* _REQUIREMENT_: Please give the lines again, from the line holding "Reviewer note: confirm that every instance of the red winter" through the line holding "Reviewer note: confirm that every instance of the man in blue", inclusive, with "marker" changed to "dot" and everything else left unchanged.

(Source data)
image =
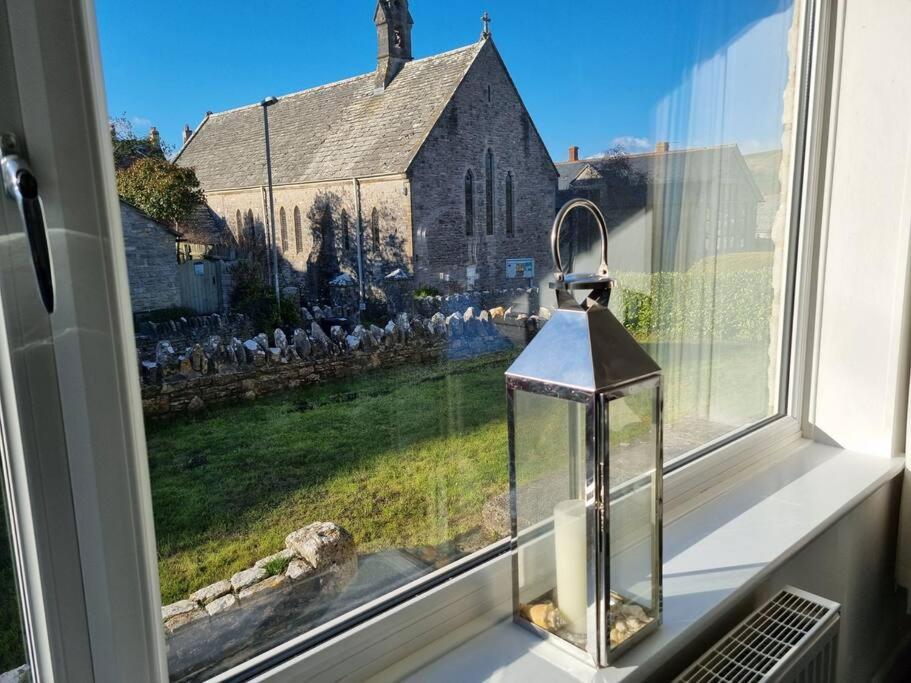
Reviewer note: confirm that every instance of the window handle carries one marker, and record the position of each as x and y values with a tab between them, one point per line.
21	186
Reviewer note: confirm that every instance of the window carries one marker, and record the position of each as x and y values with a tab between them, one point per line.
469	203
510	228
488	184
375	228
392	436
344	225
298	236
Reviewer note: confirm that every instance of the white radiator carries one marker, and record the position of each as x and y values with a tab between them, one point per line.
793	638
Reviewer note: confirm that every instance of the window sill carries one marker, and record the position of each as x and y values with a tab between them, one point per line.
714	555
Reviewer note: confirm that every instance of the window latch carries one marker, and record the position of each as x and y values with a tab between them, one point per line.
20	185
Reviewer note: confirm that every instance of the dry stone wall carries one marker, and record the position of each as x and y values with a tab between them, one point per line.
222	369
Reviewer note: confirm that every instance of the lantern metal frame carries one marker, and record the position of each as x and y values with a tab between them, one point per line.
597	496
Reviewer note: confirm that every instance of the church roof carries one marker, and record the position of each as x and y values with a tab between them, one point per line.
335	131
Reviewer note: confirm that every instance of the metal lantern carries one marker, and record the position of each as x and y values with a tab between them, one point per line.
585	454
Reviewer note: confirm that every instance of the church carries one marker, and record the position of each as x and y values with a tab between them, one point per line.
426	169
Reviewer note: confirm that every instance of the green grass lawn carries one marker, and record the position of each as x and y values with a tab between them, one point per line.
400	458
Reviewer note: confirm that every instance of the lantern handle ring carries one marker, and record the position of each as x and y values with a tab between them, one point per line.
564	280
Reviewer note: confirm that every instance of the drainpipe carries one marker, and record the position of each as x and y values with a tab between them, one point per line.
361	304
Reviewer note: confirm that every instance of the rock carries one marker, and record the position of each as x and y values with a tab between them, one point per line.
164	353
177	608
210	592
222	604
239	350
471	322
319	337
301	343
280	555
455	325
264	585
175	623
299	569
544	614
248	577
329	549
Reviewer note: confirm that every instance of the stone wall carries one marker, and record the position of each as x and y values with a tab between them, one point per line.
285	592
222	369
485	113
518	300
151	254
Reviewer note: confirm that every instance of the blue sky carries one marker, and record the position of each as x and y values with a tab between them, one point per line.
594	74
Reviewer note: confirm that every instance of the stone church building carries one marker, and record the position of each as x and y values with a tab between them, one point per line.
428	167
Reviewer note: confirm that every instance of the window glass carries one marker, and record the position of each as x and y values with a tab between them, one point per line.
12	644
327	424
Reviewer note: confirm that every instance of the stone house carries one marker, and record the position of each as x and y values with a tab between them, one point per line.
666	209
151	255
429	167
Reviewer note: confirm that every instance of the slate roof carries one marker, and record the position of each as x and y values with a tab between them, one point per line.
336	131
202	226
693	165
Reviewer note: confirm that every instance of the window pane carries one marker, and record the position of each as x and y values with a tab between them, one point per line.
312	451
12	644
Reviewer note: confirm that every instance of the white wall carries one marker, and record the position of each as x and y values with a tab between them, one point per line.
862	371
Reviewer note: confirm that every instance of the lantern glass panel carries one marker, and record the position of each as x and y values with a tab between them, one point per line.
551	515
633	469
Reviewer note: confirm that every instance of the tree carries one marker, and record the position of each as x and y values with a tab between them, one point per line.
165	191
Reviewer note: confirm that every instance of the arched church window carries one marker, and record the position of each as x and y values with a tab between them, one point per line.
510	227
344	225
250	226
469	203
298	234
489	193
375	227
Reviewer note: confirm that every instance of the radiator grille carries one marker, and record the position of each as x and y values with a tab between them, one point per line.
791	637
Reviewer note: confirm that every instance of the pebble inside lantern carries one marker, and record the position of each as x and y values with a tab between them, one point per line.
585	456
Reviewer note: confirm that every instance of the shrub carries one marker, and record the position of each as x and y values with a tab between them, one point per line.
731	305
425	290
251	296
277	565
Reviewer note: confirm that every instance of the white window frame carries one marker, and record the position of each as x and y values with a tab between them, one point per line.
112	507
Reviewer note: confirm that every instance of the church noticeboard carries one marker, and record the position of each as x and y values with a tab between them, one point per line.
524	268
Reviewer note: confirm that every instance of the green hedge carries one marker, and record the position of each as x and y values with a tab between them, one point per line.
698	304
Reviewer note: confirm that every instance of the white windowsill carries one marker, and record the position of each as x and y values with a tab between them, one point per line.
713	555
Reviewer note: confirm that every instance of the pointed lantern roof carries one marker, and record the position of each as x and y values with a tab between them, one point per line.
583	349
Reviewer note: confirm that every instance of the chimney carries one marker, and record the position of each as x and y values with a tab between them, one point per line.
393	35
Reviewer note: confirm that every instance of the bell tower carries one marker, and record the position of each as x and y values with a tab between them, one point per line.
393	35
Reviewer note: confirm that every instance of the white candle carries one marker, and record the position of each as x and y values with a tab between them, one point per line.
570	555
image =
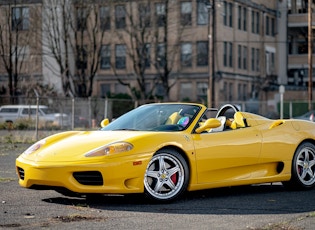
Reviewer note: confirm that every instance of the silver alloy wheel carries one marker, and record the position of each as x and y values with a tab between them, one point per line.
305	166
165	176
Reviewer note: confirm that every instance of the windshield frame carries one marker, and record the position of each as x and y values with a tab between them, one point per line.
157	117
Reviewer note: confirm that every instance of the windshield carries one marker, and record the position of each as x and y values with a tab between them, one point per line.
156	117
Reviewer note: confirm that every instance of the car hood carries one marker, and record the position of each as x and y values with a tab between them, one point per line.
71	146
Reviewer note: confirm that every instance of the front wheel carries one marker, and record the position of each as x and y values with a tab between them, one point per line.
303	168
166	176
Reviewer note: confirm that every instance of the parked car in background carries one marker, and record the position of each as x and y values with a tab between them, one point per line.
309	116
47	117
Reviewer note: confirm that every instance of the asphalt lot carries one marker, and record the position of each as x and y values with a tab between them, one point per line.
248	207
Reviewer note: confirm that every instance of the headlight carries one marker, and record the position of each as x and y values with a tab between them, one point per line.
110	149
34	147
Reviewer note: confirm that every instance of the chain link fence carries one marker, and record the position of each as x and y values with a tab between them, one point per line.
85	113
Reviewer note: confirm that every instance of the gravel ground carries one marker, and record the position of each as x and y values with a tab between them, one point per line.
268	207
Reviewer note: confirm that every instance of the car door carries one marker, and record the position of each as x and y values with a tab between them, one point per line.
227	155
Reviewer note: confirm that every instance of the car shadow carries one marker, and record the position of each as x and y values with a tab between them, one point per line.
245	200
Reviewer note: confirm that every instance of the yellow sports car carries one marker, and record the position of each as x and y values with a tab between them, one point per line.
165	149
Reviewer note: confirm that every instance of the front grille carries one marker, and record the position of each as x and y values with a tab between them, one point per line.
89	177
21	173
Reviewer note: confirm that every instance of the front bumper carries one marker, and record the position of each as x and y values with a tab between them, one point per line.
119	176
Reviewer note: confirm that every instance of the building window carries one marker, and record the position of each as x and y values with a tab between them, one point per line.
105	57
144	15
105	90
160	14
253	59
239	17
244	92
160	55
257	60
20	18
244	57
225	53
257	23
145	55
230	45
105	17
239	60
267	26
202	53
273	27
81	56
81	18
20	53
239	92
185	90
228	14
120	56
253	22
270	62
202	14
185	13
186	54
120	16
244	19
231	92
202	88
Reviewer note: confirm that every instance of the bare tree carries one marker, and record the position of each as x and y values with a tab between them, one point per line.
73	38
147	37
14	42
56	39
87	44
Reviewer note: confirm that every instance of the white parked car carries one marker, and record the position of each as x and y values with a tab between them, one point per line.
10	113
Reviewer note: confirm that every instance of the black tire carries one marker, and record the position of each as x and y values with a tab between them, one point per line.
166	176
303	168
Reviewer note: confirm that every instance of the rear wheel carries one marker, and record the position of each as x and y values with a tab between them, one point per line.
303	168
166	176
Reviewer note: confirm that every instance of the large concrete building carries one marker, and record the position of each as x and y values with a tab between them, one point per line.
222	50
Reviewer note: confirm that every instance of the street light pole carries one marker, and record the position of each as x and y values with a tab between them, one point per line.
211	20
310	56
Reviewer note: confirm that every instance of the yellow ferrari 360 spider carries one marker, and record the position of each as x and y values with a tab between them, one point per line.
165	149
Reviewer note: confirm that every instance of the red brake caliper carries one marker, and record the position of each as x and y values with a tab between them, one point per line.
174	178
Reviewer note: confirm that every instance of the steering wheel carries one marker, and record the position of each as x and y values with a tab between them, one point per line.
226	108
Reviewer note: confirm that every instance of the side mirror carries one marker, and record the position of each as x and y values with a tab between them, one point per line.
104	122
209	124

--

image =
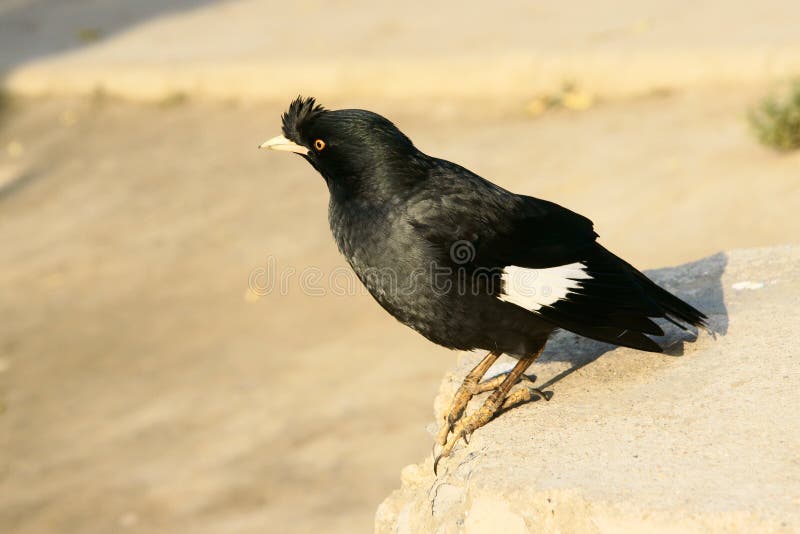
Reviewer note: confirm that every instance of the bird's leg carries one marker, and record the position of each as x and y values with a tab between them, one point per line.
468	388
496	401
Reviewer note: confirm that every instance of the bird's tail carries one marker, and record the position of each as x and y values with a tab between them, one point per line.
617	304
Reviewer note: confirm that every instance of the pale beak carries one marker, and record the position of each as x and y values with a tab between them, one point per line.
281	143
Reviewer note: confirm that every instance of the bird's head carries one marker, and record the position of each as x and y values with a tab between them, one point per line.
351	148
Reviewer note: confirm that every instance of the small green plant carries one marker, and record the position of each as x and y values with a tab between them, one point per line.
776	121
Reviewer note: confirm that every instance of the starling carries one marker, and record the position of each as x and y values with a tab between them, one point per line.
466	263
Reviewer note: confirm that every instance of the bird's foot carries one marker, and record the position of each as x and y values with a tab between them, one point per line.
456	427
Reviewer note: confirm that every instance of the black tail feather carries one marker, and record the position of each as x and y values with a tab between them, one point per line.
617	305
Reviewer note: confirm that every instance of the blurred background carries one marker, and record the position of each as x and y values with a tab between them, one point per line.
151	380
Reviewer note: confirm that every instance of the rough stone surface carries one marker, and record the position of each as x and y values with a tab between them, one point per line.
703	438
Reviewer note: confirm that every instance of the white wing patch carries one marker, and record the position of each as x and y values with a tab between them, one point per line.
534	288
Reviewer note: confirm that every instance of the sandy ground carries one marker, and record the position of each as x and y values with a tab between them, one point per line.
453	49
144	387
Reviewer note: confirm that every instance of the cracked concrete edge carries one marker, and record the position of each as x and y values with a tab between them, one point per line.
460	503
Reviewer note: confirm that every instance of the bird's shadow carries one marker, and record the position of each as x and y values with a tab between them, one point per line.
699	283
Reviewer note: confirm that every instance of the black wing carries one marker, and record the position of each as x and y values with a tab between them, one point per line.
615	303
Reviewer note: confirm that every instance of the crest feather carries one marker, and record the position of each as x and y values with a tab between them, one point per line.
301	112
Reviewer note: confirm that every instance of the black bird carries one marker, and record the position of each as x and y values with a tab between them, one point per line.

* * *

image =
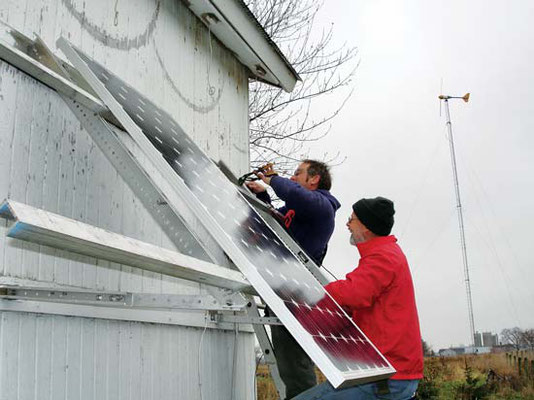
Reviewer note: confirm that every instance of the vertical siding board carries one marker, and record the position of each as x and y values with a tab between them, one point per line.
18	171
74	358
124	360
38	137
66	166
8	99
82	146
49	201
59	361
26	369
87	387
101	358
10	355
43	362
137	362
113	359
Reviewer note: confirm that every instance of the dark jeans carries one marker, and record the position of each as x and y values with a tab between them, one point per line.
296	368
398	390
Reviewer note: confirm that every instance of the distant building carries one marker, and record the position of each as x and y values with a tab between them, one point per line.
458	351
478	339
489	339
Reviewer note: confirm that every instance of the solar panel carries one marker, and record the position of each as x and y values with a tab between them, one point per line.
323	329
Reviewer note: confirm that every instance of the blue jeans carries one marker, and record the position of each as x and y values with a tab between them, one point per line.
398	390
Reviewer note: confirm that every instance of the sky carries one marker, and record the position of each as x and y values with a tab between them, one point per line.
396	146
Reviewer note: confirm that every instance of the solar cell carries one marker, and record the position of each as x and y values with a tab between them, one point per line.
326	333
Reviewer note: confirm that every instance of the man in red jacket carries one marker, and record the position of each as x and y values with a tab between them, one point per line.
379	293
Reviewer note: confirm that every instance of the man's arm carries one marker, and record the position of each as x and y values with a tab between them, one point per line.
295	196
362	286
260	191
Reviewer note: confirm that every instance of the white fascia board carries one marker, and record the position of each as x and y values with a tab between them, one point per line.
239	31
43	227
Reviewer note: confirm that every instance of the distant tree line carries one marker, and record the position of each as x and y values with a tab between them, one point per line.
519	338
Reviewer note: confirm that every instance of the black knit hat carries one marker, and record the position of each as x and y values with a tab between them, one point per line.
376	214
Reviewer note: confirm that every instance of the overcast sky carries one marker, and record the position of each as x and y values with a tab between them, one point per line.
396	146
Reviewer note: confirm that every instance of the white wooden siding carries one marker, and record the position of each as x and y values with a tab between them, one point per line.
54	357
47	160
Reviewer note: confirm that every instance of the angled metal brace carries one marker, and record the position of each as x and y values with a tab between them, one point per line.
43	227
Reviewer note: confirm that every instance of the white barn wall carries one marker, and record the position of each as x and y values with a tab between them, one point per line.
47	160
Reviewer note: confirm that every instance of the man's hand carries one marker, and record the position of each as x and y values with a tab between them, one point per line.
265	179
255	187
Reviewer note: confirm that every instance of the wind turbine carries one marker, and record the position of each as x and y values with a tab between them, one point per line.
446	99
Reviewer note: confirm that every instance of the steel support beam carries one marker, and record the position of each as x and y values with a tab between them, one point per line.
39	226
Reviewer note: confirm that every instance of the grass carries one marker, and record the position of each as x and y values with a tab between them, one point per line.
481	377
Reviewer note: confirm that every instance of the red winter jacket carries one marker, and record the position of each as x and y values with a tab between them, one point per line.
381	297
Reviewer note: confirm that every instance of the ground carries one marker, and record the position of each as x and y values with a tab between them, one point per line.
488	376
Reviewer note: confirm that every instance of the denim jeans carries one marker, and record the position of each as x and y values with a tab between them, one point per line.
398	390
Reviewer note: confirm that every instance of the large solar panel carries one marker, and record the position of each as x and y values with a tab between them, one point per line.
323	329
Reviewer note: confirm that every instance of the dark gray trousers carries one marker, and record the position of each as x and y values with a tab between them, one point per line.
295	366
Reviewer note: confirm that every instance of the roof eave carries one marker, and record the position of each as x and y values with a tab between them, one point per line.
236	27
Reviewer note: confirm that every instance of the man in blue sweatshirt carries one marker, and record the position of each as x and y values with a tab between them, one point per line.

* _FINAL RESULT_:
Reviewer note: confirm that every instance of the red winter jacket carries one dot, and record the position of each as x and y values with a tab between them, one point per line.
381	297
Reviewer note: confirm that every instance of the ground carries one dot, and record the position of each as x and y values with a tab between them, one point per line.
488	376
Reviewer note: confirm that every instance of the denim jeans carries one dot, and record the position of each as x and y values with a tab between them, one point per line.
398	390
Reviewer note: confirm that every instance of the large solar panel carries one dot, and record the position of each as x and y values with a tab between them, one point per line.
323	329
Reviewer note: confirm that every instance of the dark gray trousers carries one dot, and record the position of each as x and y values with a tab between them, one point per line.
295	366
Reviewer note: confirm that every instance of the roof eave carries one dot, and record the position of each as x and y values with a tab between them, one point per line.
236	27
Reviewer note: confirm that every instance of the man in blue sweatshirt carries one dot, and record the position of each as x and y values with a tab between them, one point per line.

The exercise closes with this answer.